Write every line of the material out exactly as shown.

BEGIN Information provided

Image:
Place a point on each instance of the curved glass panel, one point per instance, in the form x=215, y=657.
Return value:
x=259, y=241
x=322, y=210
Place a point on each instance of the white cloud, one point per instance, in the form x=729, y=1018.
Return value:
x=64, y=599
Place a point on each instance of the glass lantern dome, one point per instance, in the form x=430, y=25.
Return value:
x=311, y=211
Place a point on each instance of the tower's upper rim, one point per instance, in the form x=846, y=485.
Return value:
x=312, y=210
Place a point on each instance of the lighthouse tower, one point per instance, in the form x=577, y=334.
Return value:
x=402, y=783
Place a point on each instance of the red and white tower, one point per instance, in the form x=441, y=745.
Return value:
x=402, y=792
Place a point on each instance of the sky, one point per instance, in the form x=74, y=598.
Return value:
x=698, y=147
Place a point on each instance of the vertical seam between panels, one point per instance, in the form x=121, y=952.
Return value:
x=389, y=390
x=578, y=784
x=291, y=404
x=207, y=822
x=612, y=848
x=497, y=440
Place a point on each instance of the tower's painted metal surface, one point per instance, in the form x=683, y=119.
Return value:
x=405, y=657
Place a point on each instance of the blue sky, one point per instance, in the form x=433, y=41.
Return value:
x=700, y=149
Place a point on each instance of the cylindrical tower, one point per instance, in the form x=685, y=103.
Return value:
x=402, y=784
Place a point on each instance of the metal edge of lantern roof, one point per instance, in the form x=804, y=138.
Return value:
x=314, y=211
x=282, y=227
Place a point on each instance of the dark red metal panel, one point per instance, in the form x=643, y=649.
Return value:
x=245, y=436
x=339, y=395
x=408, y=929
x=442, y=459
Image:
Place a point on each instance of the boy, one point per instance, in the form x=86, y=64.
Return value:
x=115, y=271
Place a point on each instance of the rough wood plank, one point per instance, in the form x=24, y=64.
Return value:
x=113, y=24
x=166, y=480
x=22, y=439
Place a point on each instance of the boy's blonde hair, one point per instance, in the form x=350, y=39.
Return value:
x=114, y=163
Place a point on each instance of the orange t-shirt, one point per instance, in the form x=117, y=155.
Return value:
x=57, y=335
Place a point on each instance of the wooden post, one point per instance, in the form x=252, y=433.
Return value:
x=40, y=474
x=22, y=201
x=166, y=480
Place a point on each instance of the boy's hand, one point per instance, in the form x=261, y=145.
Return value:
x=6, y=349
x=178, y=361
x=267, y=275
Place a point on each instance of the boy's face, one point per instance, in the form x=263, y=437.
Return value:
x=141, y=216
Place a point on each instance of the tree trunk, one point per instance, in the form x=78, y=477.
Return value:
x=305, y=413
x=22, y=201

END Information provided

* Task response:
Image:
Place a point on each instance of the curved glass panel, one point per instance, in the form x=215, y=657.
Return value:
x=259, y=241
x=322, y=210
Place a point on each instance of the white cloud, one point per instance, in the form x=729, y=1018.
Return value:
x=64, y=599
Place a point on each instance of the glass lantern dome, one point per instance, in the form x=430, y=25.
Return value:
x=311, y=211
Place a point on each instance of the tower's upper rim, one point per instance, in the form x=846, y=485.
Return value:
x=312, y=210
Place a point on each instance of the lighthouse tower, one point per instance, in the form x=577, y=334.
Return value:
x=402, y=783
Place a point on each instance of the red and white tower, one point per instance, in the form x=441, y=745.
Return value:
x=402, y=792
Place a point on each instance of the sky, one point per instance, in the form x=74, y=598.
Return value:
x=698, y=147
Place a point on each instance of the vertical seam between panels, one point per instance, in the form x=121, y=952.
Return value:
x=389, y=390
x=578, y=784
x=291, y=404
x=207, y=822
x=612, y=848
x=497, y=440
Place a point on each instance of the tower's painted metal surface, one point per instance, in the form x=683, y=119.
Return value:
x=405, y=657
Place a point on each instance of the blue sky, one point per instance, in the form x=433, y=41.
Return value:
x=700, y=149
Place a point on each instance of the cylindrical tower, one point per instance, in the form x=685, y=103.
Return value:
x=402, y=784
Place a point on each instance of the metal edge of lantern roof, one point per instance, in the form x=804, y=138.
Return value:
x=314, y=211
x=282, y=227
Place a point on each instance of the dark red metal panel, one point per instance, in the form x=643, y=649.
Return value:
x=245, y=436
x=339, y=395
x=408, y=929
x=442, y=459
Image:
Place a point on each instance of the boy, one point per instance, in the form x=86, y=64.
Return value:
x=115, y=271
Place a point on each instance of the rough wood plank, one point per instance, in the form x=24, y=64.
Return value:
x=113, y=24
x=166, y=480
x=22, y=439
Place a point on each instance of the boy's blonde hair, one point per instance, in the form x=350, y=39.
Return value:
x=114, y=163
Place a point on each instance of the orange t-shirt, one point per instance, in the form x=117, y=155.
Return value:
x=57, y=335
Place a point on each instance of the wooden post, one point per instance, in the form x=252, y=433.
Return value:
x=40, y=474
x=22, y=201
x=166, y=480
Place a point on each instance of the boy's hand, one point per instance, in the form x=261, y=145.
Return value:
x=6, y=349
x=178, y=361
x=267, y=275
Place a point on each instance of the boy's face, one point per instance, in the form x=263, y=437.
Return value:
x=141, y=216
Place a point on each instance of the tree trunk, one point per instance, in the form x=78, y=477.
Return value:
x=305, y=413
x=22, y=201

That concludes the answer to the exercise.